Data =
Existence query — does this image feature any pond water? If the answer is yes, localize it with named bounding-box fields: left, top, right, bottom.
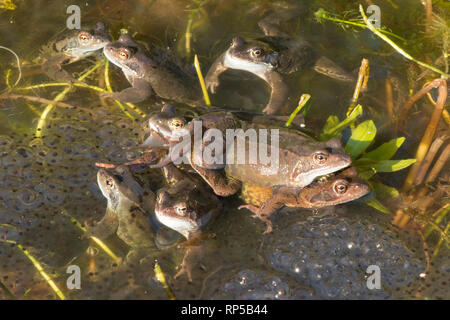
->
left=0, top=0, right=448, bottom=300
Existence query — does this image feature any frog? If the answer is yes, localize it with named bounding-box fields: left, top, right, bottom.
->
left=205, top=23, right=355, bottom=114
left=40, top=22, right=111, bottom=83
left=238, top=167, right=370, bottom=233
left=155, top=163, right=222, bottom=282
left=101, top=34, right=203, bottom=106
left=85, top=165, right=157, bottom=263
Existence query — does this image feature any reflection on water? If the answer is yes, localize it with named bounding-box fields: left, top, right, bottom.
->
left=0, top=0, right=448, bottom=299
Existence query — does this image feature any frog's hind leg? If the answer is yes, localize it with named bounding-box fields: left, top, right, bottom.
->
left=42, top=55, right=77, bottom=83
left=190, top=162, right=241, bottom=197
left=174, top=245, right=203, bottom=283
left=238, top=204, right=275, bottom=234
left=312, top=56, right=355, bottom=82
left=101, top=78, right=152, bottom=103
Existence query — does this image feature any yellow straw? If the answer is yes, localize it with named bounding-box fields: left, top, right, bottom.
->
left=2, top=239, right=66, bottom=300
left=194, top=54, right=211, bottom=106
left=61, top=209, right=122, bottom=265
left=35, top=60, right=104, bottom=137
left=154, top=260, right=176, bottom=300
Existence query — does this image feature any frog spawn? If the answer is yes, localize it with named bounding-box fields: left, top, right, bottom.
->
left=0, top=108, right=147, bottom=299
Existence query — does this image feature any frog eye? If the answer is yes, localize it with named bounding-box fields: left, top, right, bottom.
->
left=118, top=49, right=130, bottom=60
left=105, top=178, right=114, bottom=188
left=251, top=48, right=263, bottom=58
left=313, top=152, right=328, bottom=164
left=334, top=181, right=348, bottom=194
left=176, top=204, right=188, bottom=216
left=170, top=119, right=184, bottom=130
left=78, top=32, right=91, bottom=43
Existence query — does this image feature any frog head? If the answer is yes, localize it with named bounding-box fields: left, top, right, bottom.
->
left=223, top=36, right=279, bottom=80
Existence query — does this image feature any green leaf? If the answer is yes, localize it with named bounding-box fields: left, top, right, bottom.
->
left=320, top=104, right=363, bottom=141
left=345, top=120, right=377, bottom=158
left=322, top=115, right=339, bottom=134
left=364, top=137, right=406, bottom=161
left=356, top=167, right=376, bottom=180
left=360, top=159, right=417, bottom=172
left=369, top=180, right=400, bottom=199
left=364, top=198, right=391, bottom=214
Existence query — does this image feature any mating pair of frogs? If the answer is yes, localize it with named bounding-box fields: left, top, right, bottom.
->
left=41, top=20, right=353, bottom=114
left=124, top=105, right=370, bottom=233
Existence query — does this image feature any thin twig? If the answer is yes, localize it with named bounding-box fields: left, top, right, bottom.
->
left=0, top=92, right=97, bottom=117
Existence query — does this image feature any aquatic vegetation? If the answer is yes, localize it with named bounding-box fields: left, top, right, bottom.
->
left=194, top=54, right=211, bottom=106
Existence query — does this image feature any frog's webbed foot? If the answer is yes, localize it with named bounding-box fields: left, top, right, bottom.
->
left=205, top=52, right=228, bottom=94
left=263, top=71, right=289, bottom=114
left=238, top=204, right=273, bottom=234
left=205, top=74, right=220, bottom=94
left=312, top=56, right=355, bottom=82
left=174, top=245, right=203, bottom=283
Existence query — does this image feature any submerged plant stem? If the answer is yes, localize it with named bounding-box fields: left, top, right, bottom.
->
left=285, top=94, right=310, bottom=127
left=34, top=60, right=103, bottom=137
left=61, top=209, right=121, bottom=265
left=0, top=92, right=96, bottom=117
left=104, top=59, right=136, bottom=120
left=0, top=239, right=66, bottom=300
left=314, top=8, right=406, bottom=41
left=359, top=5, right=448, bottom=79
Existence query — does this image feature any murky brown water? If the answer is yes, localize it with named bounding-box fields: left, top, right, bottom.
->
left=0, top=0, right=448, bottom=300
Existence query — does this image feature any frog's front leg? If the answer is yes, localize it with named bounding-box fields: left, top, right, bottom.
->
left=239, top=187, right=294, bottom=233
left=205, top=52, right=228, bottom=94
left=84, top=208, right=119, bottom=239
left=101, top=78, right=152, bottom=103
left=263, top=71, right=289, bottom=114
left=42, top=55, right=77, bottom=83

* * *

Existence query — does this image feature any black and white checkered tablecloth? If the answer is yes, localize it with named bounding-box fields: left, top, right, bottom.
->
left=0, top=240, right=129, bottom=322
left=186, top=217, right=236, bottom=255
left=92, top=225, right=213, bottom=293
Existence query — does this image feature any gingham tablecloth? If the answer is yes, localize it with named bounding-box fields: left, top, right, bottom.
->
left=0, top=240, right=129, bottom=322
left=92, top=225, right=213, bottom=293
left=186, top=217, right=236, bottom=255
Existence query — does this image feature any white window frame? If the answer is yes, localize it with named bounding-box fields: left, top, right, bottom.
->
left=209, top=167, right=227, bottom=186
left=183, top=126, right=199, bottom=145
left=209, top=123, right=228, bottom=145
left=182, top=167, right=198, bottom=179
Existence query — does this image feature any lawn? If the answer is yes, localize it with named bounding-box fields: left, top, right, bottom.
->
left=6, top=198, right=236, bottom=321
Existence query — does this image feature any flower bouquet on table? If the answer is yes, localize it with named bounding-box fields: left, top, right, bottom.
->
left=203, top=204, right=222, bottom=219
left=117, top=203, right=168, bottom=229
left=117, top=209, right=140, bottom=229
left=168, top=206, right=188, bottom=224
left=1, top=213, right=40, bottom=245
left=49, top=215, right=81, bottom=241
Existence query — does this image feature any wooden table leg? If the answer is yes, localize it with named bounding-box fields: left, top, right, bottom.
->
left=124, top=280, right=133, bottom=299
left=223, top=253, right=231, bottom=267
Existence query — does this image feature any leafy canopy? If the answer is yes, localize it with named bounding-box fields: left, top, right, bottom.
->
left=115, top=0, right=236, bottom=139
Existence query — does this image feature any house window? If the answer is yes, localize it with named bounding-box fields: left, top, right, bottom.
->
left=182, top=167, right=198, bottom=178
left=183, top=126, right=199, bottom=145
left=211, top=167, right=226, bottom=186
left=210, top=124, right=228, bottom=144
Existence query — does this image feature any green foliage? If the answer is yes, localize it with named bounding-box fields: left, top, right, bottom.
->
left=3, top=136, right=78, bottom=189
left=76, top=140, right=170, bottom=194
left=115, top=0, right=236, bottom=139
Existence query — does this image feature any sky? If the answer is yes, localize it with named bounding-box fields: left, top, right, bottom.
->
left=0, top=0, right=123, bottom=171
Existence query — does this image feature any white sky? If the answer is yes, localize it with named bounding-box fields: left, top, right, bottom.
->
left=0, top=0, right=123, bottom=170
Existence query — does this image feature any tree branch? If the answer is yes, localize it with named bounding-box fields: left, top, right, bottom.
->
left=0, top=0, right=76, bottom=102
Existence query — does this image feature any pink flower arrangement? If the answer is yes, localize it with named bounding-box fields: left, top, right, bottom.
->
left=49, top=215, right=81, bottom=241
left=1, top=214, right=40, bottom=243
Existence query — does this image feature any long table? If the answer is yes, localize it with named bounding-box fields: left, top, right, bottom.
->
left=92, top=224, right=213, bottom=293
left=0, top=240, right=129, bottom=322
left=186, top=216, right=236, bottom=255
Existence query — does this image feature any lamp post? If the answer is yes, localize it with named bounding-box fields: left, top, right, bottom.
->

Exercise goal =
For this exercise, please set down exactly the lines of the listing above from the line with "Existence query — does this image feature any pond" up to and including the line with "Existence query — does this image feature any yellow", and no pictures.

Written response =
Existence query — does this image feature any pond water? If the answer is yes, localize it with named bounding-box fields: left, top, right, bottom.
->
left=0, top=0, right=448, bottom=300
Existence query — does this image feature any frog? If the answer is yes, localize it with named bounding-box fields: left, top, right, bottom.
->
left=205, top=23, right=355, bottom=114
left=40, top=22, right=111, bottom=83
left=238, top=167, right=370, bottom=233
left=155, top=163, right=222, bottom=282
left=101, top=34, right=203, bottom=106
left=85, top=165, right=157, bottom=263
Existence query — does this image feature any reflection on water? If the answer is yes, localize it with named bounding-box fields: left, top, right, bottom.
->
left=0, top=0, right=448, bottom=299
Existence query — does this image feature any frog's hind leg? If the answer is yes, localize it with named bounding-box fields: left, top, right, bottom.
->
left=42, top=55, right=77, bottom=83
left=190, top=162, right=241, bottom=197
left=174, top=245, right=203, bottom=283
left=238, top=204, right=275, bottom=234
left=312, top=56, right=355, bottom=82
left=101, top=78, right=152, bottom=103
Existence query — does this image feature any yellow straw? If the answer is yes, localize it with named bounding-box fields: left, top, right, bottom.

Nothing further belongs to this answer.